## Aim of the task
Please repeat all the entries. Nothing may differ.

## Dataset
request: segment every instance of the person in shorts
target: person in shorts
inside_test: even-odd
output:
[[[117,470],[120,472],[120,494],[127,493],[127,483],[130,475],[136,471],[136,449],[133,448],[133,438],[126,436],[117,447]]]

## Solved exercise
request: segment every instance of the person in shorts
target: person in shorts
inside_test: even-odd
output:
[[[117,470],[120,472],[120,494],[127,493],[127,483],[130,475],[136,471],[136,449],[133,448],[133,438],[126,436],[117,447]]]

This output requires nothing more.